→ What you need to do:
Please render the lines as a two-column CSV with the headers text and answer, starting with the line containing "Here's a bet: you won't be able to pinpoint the woman's" and going on through the last line. Give one row for each line of text paired with its answer, with each value in a single quoted field and line breaks turned into spaces.

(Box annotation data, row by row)
-- Start --

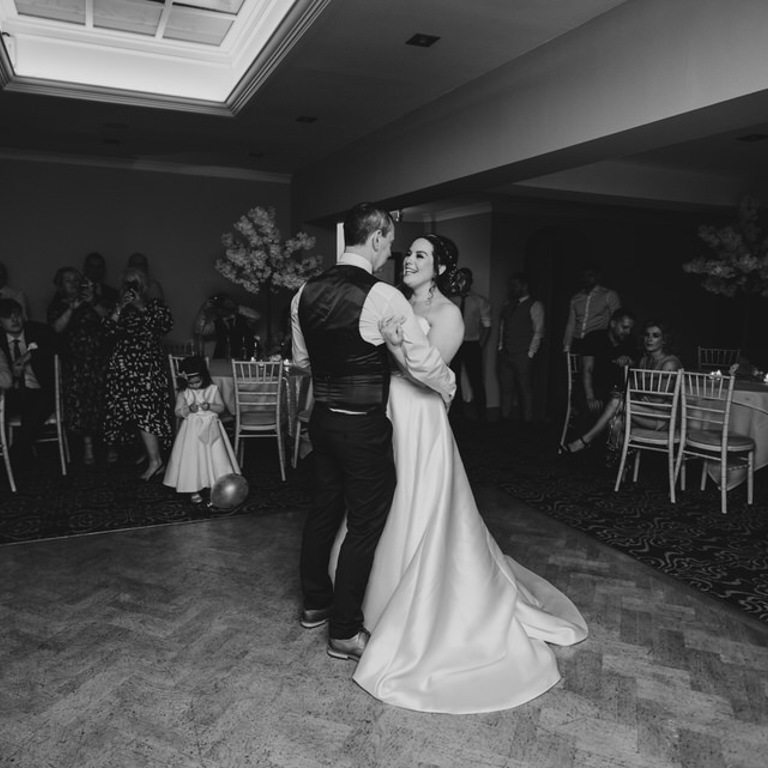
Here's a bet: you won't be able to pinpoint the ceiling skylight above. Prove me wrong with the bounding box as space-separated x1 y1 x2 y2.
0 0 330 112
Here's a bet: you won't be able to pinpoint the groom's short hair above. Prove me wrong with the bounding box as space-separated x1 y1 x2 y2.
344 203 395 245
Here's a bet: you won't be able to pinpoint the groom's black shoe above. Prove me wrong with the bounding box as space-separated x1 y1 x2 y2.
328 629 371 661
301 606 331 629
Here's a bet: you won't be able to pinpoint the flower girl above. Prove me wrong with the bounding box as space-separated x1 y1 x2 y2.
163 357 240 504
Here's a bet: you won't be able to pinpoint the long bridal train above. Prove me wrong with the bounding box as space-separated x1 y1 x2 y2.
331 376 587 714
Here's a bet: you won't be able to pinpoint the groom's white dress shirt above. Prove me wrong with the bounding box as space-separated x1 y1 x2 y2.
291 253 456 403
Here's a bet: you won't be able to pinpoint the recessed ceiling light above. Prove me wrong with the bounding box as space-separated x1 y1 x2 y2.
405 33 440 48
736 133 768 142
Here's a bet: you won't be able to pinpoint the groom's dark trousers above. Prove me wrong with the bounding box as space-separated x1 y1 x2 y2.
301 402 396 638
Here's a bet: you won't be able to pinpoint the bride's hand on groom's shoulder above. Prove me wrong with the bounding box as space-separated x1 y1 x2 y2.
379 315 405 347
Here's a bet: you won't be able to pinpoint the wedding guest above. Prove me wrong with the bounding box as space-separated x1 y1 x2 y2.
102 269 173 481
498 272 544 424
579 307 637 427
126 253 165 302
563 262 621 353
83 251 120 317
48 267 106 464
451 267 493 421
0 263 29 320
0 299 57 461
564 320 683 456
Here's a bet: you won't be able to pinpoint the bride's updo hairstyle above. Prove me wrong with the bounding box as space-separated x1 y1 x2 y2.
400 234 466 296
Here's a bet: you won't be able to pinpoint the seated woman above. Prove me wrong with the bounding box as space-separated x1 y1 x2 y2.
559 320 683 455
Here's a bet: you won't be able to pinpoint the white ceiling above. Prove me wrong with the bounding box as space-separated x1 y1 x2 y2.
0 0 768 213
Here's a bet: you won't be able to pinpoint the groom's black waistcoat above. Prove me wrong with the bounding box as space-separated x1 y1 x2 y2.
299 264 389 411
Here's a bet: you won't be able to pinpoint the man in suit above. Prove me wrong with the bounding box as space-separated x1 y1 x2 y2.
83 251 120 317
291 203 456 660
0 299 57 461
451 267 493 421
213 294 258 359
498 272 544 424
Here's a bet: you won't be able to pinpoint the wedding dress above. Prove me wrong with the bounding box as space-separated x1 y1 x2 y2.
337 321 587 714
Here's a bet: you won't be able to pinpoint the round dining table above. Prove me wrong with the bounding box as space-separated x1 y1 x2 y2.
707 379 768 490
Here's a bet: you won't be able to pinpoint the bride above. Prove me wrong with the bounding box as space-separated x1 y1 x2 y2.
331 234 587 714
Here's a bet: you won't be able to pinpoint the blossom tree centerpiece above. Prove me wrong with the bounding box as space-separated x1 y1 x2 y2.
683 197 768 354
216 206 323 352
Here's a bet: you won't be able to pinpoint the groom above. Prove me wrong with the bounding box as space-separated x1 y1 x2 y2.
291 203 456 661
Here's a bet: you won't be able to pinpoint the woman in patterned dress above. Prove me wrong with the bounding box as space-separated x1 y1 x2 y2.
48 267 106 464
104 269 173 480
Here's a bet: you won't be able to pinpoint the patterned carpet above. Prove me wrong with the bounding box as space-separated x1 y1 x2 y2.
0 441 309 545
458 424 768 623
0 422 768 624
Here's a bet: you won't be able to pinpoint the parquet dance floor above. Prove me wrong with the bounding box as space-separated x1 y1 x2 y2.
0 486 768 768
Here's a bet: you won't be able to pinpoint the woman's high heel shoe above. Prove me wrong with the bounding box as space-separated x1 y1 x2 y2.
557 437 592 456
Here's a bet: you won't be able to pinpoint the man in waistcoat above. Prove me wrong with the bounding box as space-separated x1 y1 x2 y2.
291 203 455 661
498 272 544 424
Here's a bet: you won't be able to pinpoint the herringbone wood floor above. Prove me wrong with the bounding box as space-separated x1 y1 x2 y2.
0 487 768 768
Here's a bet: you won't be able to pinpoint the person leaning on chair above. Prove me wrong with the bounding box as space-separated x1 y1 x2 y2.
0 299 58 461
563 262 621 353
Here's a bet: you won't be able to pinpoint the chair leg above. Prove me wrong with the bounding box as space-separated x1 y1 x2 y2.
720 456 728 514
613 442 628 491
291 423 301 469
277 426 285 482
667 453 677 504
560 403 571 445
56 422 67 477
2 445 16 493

-- End --

→ Task solution:
text,answer
"Here's a bet: you won't be able to pinpoint the woman's high heel shoe above. Prove me wrong with the bounding box as space-separated x1 y1 x2 y2.","557 437 592 456"
"Here's a bet: you won't be able to pinpoint the man in waistcoat above. Prove me wrong with the bounding box as space-separated x1 y1 x2 y2.","291 203 455 661 498 272 544 424"
"Here's a bet: you won't be able to pinpoint the herringbone wood floor above. Prove me wrong with the bounding box as space-separated x1 y1 x2 y2.","0 487 768 768"
"Here's a bet: you won't be able to pinpoint the person leaning on chair above. Prove me wrong with the bounding box as space-separated x1 y1 x2 y2.","0 299 58 461 563 262 621 353"
"Here's a bet: you won't be able to pinpoint the chair leg above. Prove me wrong with the bounding box as space-separated x1 y1 x2 y2.","720 456 728 514 613 442 628 491 291 423 301 469 277 426 285 482 667 453 677 504 560 403 571 445 56 422 67 477 2 445 16 493"